> _Exercise brief_: Exclude images, then output the remaining data verbatim.

┏━━

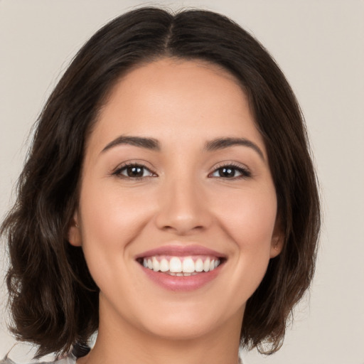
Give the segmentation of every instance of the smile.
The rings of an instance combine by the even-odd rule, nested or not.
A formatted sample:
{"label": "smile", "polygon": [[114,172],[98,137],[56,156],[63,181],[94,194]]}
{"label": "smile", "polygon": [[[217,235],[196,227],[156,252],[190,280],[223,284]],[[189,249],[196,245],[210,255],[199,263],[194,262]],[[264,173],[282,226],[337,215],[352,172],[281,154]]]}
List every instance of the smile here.
{"label": "smile", "polygon": [[140,259],[144,268],[172,276],[189,277],[214,270],[221,263],[216,257],[154,256]]}
{"label": "smile", "polygon": [[146,276],[169,291],[198,289],[214,281],[228,257],[198,245],[175,242],[144,252],[135,259]]}

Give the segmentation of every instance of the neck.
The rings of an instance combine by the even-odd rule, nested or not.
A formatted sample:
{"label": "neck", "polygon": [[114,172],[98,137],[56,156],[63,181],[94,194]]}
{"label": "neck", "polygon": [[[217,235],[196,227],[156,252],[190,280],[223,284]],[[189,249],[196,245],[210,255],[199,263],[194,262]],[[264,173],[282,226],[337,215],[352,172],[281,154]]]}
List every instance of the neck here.
{"label": "neck", "polygon": [[[94,348],[77,364],[237,364],[242,314],[213,332],[178,339],[146,332],[103,314]],[[106,312],[105,313],[106,314]]]}

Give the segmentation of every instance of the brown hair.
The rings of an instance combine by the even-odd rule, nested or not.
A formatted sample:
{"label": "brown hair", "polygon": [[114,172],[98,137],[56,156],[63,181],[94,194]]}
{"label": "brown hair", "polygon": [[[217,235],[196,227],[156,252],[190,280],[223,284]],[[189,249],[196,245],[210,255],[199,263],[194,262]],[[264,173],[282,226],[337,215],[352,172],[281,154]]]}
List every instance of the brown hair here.
{"label": "brown hair", "polygon": [[12,331],[38,344],[39,355],[85,343],[97,329],[98,288],[81,248],[66,237],[85,139],[118,78],[161,57],[203,60],[230,71],[265,142],[285,241],[247,303],[242,345],[278,350],[287,318],[311,283],[320,225],[316,179],[303,117],[283,73],[257,40],[222,15],[141,8],[97,31],[60,80],[38,118],[16,203],[1,227],[11,258]]}

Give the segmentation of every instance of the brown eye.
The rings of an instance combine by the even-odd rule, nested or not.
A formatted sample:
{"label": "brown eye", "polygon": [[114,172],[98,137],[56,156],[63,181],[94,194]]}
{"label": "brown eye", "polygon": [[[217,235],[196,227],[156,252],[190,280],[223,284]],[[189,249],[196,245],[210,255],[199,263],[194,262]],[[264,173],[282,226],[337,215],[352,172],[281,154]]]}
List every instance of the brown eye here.
{"label": "brown eye", "polygon": [[250,177],[250,172],[244,168],[236,166],[223,166],[215,169],[212,173],[211,177],[220,177],[223,178],[240,178]]}
{"label": "brown eye", "polygon": [[116,171],[114,174],[123,178],[142,178],[144,177],[152,177],[154,176],[153,172],[146,166],[140,164],[124,166]]}

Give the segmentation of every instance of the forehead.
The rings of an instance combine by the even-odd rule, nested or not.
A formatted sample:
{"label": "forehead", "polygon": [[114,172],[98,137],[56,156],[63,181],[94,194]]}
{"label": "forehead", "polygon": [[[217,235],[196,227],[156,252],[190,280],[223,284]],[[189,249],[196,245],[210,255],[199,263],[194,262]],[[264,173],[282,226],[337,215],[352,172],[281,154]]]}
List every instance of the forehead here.
{"label": "forehead", "polygon": [[264,145],[236,78],[203,61],[164,58],[127,73],[111,90],[92,138],[118,134],[178,140],[185,147],[216,137],[245,137]]}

┗━━

> _Task solution_:
Give the segmentation of every instance of the smile.
The rings of an instance combine by the even-odd rule, nested or not.
A formatted sample:
{"label": "smile", "polygon": [[114,172],[98,137],[56,156],[63,181],[94,194]]}
{"label": "smile", "polygon": [[[217,235],[196,227],[156,252],[190,280],[223,284]],[[189,249],[196,245],[210,255],[199,263],[194,262]],[[264,173],[282,226],[337,215],[352,172],[281,154]]]}
List every instance of the smile here.
{"label": "smile", "polygon": [[140,259],[144,268],[172,276],[189,277],[214,270],[221,263],[216,257],[154,256]]}
{"label": "smile", "polygon": [[146,276],[169,291],[198,289],[214,281],[228,257],[198,245],[175,242],[144,252],[135,259]]}

Give the segmentation of every instance of the neck.
The rings of an instance combine by the even-odd rule, nested or not.
A formatted sample:
{"label": "neck", "polygon": [[114,172],[98,137],[56,156],[63,181],[94,194]]}
{"label": "neck", "polygon": [[[217,235],[196,227],[156,252],[190,280],[223,284]],[[189,249],[196,245],[210,255],[199,263],[194,262]],[[264,173],[282,226],[337,215],[352,172],[281,154]]]}
List every instance of the neck here.
{"label": "neck", "polygon": [[[94,348],[77,364],[237,364],[242,314],[213,332],[178,339],[146,332],[103,314]],[[106,312],[105,313],[106,314]]]}

Give the segmentation of every instance of the brown hair.
The rings of an instance combine by the even-odd rule, nested or not.
A formatted sample:
{"label": "brown hair", "polygon": [[114,172],[98,137],[56,156],[63,181],[94,194]]}
{"label": "brown hair", "polygon": [[[217,235],[196,227],[156,252],[190,280],[223,284]],[[189,249],[196,245],[210,255],[199,263],[194,262]],[[264,173],[282,226],[337,215],[352,172],[281,154]]]}
List every instance of the brown hair here.
{"label": "brown hair", "polygon": [[12,331],[38,344],[39,355],[85,343],[97,329],[98,288],[81,248],[66,237],[85,139],[118,78],[161,57],[203,60],[230,71],[265,142],[285,241],[247,303],[242,345],[278,350],[287,318],[311,283],[320,225],[316,179],[303,117],[283,73],[257,40],[222,15],[141,8],[97,31],[60,80],[38,118],[16,203],[1,227],[11,258]]}

Give the segmentation of every instance of the brown eye.
The rings of an instance combine by the even-odd rule, nested or not.
A formatted sample:
{"label": "brown eye", "polygon": [[114,172],[98,137],[56,156],[63,181],[94,194]]}
{"label": "brown eye", "polygon": [[[217,235],[196,227],[156,252],[190,280],[223,284]],[[189,249],[196,245],[210,255],[199,263],[194,262]],[[264,173],[282,226],[337,215],[352,172],[281,154]]]}
List every instance of the brown eye here.
{"label": "brown eye", "polygon": [[250,177],[250,172],[244,168],[236,166],[223,166],[215,169],[212,173],[211,177],[220,177],[223,178],[240,178]]}
{"label": "brown eye", "polygon": [[116,171],[114,174],[123,178],[142,178],[144,177],[152,177],[154,176],[153,172],[146,166],[140,164],[124,166]]}

Give the segmentation of every instance of the forehead.
The rings of an instance combine by the even-odd rule, nested or not.
A formatted sample:
{"label": "forehead", "polygon": [[114,172],[98,137],[56,156],[63,181],[94,194]]}
{"label": "forehead", "polygon": [[[217,235],[196,227],[156,252],[190,280],[223,284]],[[189,249],[196,245],[210,255],[199,263],[194,262]],[[264,173],[282,226],[337,215],[352,172],[281,154]]]}
List every instance of the forehead here.
{"label": "forehead", "polygon": [[264,145],[236,78],[203,61],[164,58],[127,73],[111,90],[92,138],[118,134],[178,140],[185,147],[216,137],[245,137]]}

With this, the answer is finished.